--- Task statement ---
All of the data below should be output exactly as given.

--- Supplied material ---
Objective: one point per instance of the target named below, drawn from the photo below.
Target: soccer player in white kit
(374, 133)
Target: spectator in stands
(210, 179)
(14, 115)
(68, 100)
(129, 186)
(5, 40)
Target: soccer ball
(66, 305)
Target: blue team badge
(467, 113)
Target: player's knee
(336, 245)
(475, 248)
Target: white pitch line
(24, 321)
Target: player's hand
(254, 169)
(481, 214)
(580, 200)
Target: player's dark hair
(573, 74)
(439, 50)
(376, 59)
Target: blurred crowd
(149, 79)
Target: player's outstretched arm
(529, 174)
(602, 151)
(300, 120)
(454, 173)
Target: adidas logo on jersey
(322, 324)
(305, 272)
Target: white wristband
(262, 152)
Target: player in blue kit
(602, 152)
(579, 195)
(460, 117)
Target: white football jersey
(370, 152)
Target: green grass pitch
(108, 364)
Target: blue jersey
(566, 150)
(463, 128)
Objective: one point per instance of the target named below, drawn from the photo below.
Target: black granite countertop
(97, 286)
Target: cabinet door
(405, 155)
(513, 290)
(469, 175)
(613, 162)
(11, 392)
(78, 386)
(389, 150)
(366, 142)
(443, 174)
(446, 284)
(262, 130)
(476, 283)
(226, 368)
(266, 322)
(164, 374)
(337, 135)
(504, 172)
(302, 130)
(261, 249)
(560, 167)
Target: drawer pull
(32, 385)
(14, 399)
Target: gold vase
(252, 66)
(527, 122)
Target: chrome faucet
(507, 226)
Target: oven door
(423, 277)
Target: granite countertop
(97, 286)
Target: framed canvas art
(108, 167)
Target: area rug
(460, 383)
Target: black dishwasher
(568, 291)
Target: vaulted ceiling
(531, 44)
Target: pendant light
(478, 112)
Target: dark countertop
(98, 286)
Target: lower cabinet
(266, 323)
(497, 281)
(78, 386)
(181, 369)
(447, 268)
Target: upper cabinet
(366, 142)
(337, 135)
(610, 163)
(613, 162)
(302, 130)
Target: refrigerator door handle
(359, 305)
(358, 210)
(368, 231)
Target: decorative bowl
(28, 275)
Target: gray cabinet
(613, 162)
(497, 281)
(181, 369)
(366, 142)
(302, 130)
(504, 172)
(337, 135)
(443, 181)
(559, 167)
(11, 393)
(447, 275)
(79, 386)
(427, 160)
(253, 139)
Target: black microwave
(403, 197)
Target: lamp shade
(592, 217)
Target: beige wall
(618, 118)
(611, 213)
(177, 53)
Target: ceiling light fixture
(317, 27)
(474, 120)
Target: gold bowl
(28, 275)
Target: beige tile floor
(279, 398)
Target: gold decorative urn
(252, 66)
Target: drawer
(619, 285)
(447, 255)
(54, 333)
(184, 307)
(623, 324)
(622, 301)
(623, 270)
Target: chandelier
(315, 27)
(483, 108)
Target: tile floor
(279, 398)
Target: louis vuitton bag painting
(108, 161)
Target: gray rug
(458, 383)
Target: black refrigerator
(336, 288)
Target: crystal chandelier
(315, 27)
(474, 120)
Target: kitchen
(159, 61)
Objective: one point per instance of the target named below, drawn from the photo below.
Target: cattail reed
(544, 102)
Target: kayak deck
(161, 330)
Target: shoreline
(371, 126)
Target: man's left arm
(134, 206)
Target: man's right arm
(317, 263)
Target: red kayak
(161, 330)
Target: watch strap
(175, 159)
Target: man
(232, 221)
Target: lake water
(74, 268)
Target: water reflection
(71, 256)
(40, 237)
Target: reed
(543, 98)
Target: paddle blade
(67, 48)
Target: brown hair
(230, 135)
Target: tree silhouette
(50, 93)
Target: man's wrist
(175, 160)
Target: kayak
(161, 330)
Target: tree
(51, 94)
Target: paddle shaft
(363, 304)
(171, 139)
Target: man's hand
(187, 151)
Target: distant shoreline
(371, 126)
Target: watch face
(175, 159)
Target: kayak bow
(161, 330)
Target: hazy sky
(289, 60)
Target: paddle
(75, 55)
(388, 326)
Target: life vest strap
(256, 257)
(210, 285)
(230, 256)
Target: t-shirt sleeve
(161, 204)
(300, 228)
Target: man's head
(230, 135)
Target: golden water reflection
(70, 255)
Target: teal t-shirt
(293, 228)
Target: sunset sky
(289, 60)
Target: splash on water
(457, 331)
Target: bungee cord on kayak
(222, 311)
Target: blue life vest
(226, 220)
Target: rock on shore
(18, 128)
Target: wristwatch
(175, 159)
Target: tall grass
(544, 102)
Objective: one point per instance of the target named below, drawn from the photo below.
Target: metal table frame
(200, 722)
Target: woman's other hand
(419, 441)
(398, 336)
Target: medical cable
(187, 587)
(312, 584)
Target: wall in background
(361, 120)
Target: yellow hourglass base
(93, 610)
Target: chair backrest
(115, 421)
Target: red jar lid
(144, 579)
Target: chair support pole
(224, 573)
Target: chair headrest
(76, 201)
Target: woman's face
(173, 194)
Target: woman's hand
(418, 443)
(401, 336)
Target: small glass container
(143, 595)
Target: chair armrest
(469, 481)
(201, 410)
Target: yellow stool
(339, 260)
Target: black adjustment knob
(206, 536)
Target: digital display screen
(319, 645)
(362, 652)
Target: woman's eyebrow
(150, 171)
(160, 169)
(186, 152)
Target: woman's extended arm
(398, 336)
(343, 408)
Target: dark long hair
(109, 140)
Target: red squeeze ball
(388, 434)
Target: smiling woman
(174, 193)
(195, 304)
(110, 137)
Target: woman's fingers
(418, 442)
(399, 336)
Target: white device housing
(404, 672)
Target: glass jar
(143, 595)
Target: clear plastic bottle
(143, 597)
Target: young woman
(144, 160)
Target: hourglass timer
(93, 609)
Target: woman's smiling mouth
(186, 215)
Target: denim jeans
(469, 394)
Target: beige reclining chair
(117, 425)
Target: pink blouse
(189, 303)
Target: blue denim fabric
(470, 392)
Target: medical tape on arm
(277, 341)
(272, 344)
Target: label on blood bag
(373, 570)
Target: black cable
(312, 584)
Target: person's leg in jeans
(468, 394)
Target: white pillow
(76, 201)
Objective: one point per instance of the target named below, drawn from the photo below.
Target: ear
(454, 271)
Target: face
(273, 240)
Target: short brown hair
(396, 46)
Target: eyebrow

--- Answer for this exercise ---
Objective: one point per instance of the target named below, drawn from the photo below.
Target: soccer player in white kit
(374, 133)
Target: spectator in stands
(210, 179)
(14, 115)
(68, 100)
(129, 186)
(5, 40)
Target: soccer ball
(66, 305)
Target: blue team badge
(467, 113)
Target: player's knee
(336, 245)
(475, 248)
Target: white pitch line
(24, 321)
Target: player's hand
(254, 169)
(481, 214)
(580, 200)
Target: player's dark hair
(573, 74)
(439, 50)
(376, 59)
Target: blurred crowd
(149, 79)
Target: player's outstretched arm
(529, 174)
(602, 151)
(300, 120)
(454, 173)
Target: adidas logo on jersey
(322, 324)
(305, 272)
Target: white wristband
(262, 152)
Target: player in blue kit
(602, 152)
(579, 195)
(460, 117)
Target: white football jersey
(370, 152)
Target: green grass pitch
(108, 364)
Target: blue jersey
(566, 150)
(463, 128)
Objective: one point per instance of the target named below, drawn from the photo below.
Target: black granite countertop
(97, 286)
Target: cabinet door
(405, 155)
(513, 290)
(469, 175)
(613, 162)
(11, 392)
(78, 386)
(389, 150)
(366, 142)
(443, 174)
(446, 284)
(262, 130)
(476, 283)
(226, 368)
(266, 322)
(164, 374)
(337, 135)
(504, 172)
(302, 130)
(261, 249)
(560, 167)
Target: drawer pull
(32, 385)
(14, 399)
Target: gold vase
(252, 66)
(527, 122)
Target: chrome faucet
(507, 226)
Target: oven door
(423, 277)
Target: granite countertop
(97, 286)
Target: framed canvas art
(108, 167)
Target: area rug
(460, 383)
Target: black dishwasher
(568, 291)
Target: vaulted ceiling
(531, 44)
Target: pendant light
(478, 112)
Target: dark countertop
(98, 286)
Target: lower cabinet
(266, 323)
(497, 281)
(78, 386)
(181, 369)
(447, 268)
Target: upper cabinet
(366, 142)
(337, 135)
(610, 163)
(613, 162)
(302, 130)
Target: refrigerator door handle
(359, 305)
(358, 210)
(368, 231)
Target: decorative bowl
(28, 275)
Target: gray cabinet
(613, 162)
(497, 281)
(181, 369)
(366, 142)
(302, 130)
(504, 172)
(337, 135)
(443, 181)
(559, 167)
(11, 393)
(447, 275)
(79, 386)
(427, 160)
(253, 139)
Target: black microwave
(403, 197)
Target: lamp shade
(592, 217)
Target: beige wall
(618, 118)
(611, 213)
(177, 53)
Target: ceiling light fixture
(317, 27)
(474, 120)
Target: gold bowl
(28, 275)
Target: beige tile floor
(279, 398)
Target: gold decorative urn
(252, 66)
Target: drawer
(619, 285)
(447, 255)
(54, 333)
(184, 307)
(623, 324)
(622, 301)
(623, 270)
Target: chandelier
(315, 27)
(483, 108)
Target: tile floor
(279, 398)
Target: louis vuitton bag painting
(108, 161)
Target: gray rug
(458, 383)
Target: black refrigerator
(336, 288)
Target: crystal chandelier
(315, 27)
(474, 120)
Target: kitchen
(159, 61)
Objective: one point per instance of the target named below, drawn from the photo below.
Target: cattail reed
(544, 102)
Target: kayak deck
(161, 330)
Target: shoreline
(371, 126)
Target: man's left arm
(134, 206)
Target: man's right arm
(317, 263)
Target: red kayak
(161, 330)
Target: watch strap
(175, 159)
Target: man
(232, 221)
Target: lake water
(74, 268)
Target: water reflection
(71, 256)
(40, 237)
Target: reed
(543, 98)
Target: paddle blade
(67, 48)
Target: brown hair
(230, 135)
Target: tree silhouette
(50, 93)
Target: man's wrist
(175, 160)
Target: kayak
(161, 330)
Target: tree
(51, 94)
Target: paddle shaft
(363, 304)
(171, 139)
Target: man's hand
(187, 151)
Target: distant shoreline
(371, 126)
Target: watch face
(175, 159)
Target: kayak bow
(161, 330)
Target: hazy sky
(289, 60)
Target: paddle
(75, 55)
(388, 326)
Target: life vest strap
(256, 257)
(210, 285)
(230, 256)
Target: t-shirt sleeve
(161, 204)
(300, 228)
Target: man's head
(230, 135)
Target: golden water reflection
(70, 255)
Target: teal t-shirt
(293, 228)
Target: sunset sky
(289, 60)
Target: splash on water
(457, 331)
Target: bungee cord on kayak
(222, 311)
Target: blue life vest
(226, 220)
Target: rock on shore
(18, 128)
Target: wristwatch
(175, 159)
Target: tall grass
(544, 102)
Objective: one point per instance of the target named below, drawn from the photo below.
Target: metal table frame
(200, 722)
Target: woman's other hand
(419, 441)
(398, 336)
Target: medical cable
(187, 587)
(312, 584)
Target: wall in background
(361, 120)
Target: yellow hourglass base
(93, 610)
Target: chair backrest
(115, 421)
Target: red jar lid
(144, 579)
Target: chair support pole
(224, 573)
Target: chair headrest
(76, 201)
Target: woman's face
(173, 194)
Target: woman's hand
(418, 443)
(401, 336)
Target: small glass container
(143, 595)
Target: chair armrest
(469, 481)
(201, 410)
Target: yellow stool
(339, 260)
Target: black adjustment knob
(206, 536)
Target: digital display screen
(319, 645)
(362, 652)
Target: woman's eyebrow
(150, 171)
(160, 169)
(186, 152)
Target: woman's extended arm
(398, 336)
(343, 408)
Target: dark long hair
(109, 140)
Target: red squeeze ball
(388, 434)
Target: smiling woman
(174, 193)
(195, 304)
(110, 137)
Target: woman's fingers
(418, 442)
(399, 336)
Target: white device housing
(404, 672)
Target: glass jar
(143, 595)
Target: clear plastic bottle
(143, 597)
Target: young woman
(144, 160)
Target: hourglass timer
(93, 609)
Target: woman's smiling mouth
(186, 215)
Target: denim jeans
(469, 394)
Target: beige reclining chair
(117, 425)
Target: pink blouse
(189, 303)
Target: blue denim fabric
(470, 392)
Target: medical tape on arm
(277, 341)
(272, 344)
Target: label on blood bag
(373, 570)
Target: black cable
(312, 584)
Target: person's leg in jeans
(468, 394)
Target: white pillow
(76, 201)
Objective: one point per instance of the target named below, drawn from the photo below.
Target: ear
(454, 271)
Target: face
(273, 240)
Target: short brown hair
(396, 46)
Target: eyebrow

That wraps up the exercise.